## YOUR TASK
Copy every row below line by line, without changing a single character.

Point-based annotation data
◆ ◆ ◆ ◆ ◆

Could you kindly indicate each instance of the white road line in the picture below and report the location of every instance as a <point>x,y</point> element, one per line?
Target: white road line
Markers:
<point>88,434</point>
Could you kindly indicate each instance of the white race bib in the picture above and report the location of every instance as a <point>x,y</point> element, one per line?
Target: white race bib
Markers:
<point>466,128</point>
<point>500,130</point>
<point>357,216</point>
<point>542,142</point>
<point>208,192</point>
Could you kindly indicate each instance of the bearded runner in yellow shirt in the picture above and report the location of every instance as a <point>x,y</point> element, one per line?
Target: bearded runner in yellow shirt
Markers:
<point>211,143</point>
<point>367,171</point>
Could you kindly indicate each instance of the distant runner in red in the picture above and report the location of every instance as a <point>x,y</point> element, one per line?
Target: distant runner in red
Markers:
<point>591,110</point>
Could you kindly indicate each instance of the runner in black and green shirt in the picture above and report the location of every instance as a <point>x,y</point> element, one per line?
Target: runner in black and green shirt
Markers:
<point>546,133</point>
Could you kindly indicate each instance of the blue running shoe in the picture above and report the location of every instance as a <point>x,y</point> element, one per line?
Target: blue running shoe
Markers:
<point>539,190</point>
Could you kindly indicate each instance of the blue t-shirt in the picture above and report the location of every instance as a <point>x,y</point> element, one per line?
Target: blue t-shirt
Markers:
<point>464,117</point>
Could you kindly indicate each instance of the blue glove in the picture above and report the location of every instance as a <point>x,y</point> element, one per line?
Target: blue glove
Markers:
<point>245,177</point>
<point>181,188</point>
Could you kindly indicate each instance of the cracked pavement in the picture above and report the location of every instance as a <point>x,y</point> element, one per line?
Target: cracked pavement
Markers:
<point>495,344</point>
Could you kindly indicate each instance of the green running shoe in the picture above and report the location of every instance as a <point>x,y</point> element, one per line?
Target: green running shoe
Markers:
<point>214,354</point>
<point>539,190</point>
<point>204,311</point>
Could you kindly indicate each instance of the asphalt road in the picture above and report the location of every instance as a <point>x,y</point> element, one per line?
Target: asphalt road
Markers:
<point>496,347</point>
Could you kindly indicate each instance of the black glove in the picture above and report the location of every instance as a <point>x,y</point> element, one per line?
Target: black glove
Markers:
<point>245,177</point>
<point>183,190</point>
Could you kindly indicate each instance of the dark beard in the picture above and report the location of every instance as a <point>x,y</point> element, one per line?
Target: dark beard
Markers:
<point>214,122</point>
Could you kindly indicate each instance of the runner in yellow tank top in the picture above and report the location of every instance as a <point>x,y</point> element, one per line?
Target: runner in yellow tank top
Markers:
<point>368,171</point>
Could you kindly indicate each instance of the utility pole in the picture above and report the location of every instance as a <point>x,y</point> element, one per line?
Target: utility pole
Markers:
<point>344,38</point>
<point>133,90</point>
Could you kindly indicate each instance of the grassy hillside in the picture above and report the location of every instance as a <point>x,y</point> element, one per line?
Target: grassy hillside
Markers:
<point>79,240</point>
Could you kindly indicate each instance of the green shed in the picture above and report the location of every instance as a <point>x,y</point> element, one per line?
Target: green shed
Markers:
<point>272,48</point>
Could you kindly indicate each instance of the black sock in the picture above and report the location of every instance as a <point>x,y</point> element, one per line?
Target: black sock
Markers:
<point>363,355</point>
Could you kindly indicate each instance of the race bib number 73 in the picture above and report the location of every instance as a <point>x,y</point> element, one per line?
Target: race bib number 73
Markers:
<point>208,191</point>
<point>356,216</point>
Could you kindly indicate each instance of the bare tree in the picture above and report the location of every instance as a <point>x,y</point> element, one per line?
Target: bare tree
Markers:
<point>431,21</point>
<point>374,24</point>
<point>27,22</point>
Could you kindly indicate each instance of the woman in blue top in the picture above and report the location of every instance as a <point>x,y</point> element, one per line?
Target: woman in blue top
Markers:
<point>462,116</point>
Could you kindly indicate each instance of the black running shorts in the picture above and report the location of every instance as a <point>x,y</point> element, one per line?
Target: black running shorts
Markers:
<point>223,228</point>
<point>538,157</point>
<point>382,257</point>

◆ ◆ ◆ ◆ ◆

## FULL RESPONSE
Could you kindly indicate each instance of the white road line in the picture below and report the location of every instance as a <point>x,y</point> element, one per line?
Target: white road line
Markers:
<point>88,434</point>
Could you kindly indicate each instance of the white race bib in the picture above and report the location of every instance as a <point>x,y</point> element, one per line?
Target: white race bib
Markers:
<point>466,128</point>
<point>500,130</point>
<point>357,216</point>
<point>542,142</point>
<point>208,192</point>
Could you kindly indicate each instance of the bearded runner in yellow shirt in the picture above and report the location of every instance as a <point>x,y</point> element, one per line?
Target: bearded runner in yellow shirt
Markers:
<point>211,143</point>
<point>367,171</point>
Could you kindly indicate each instance of the distant runner in red in the picture above and report the location of every instance as a <point>x,y</point> element, one per line?
Target: distant runner in red
Markers:
<point>591,110</point>
Could you kindly indicate each instance of the runner in black and green shirt in the picture above and report the location of every instance as a <point>x,y</point> element, one per line?
Target: runner in black and green shirt
Markers:
<point>546,133</point>
Could you kindly indicate each instance of the blue running shoe in the picture above and report the location of every instance as a <point>x,y</point> element, one per line?
Target: blue running shoe
Markers:
<point>539,190</point>
Could you kindly indicate each instance of the blue t-shirt in the picture above and report the location of every instance as a <point>x,y</point> element, one per line?
Target: blue t-shirt
Markers:
<point>464,117</point>
Could you kindly indicate each instance of the blue glove in the picture above and report the location of every instance as a <point>x,y</point> element, one per line?
Target: blue glove
Markers:
<point>245,177</point>
<point>181,188</point>
Could you kindly indicate each instance of the cracked pavement in the picture above and report the location of every instance as a <point>x,y</point> element, one per line?
Target: cracked pavement
Markers:
<point>495,344</point>
Could you kindly indicate each instance of the green running shoe in the picture above and report the location of every instance as a <point>x,y</point> element, one per line?
Target: green running shoe
Markers:
<point>214,354</point>
<point>539,190</point>
<point>204,311</point>
Could you kindly indicate each instance of the asphalt road in the picture above and report the location of every instance as a <point>x,y</point> element, one per line?
Target: asphalt road
Markers:
<point>496,347</point>
Could you kindly indicate each instance of the black glove in the picture above and report the location of every instance as a <point>x,y</point> element, one per line?
Target: black glove
Markers:
<point>245,177</point>
<point>183,190</point>
Could you kindly indicate each instance of the dark beard in the picture above and report the location of every instance as a <point>x,y</point> element, one per line?
Target: dark beard
Markers:
<point>214,122</point>
Could you kindly indicate each instance of the runner in yellow tank top in the picture above and report the location of every instance as a <point>x,y</point> element, one per line?
Target: runner in yellow tank top
Markers:
<point>368,171</point>
Could you kindly indicate each instance of the utility pole in the picture above and report the location of every instance as a <point>x,y</point> element, one per line?
Target: utility pole
Markers:
<point>344,38</point>
<point>133,90</point>
Could you kindly indicate each instance of the grassy hillside in the picture above and report the location of every instance as a <point>x,y</point> element, one per line?
Target: grassy hillside
Markers:
<point>79,240</point>
Could you kindly indicate each instance of the green shed in the picture above and report the location of every instance as a <point>x,y</point> element, one per line?
Target: green shed
Markers:
<point>272,48</point>
Could you kindly indicate each instance of the black sock in the picture above and report the location of every instance as a <point>x,y</point> element, one per line?
Target: black sock
Markers:
<point>363,355</point>
Could you kindly indicate each instance of the race bib number 73 in the picture above and report the location of every instance as a <point>x,y</point> element, one per line?
Target: race bib number 73
Markers:
<point>208,191</point>
<point>356,216</point>
Could you kindly indicate each instance of the bare tree in the picture above and report the location of every instance as a <point>x,y</point> element, one per line?
Target: bare tree
Markers:
<point>431,21</point>
<point>374,24</point>
<point>27,22</point>
Could you kindly indicate each instance of the woman in blue top in the picture above and report the location of every instance as a <point>x,y</point> element, one per line?
Target: woman in blue top
Markers:
<point>462,116</point>
Could you kindly indicate each instance of the black running shorts in the picture above and report the location of every instance as a <point>x,y</point> element, one per line?
Target: black running shorts
Markers:
<point>223,228</point>
<point>538,157</point>
<point>382,257</point>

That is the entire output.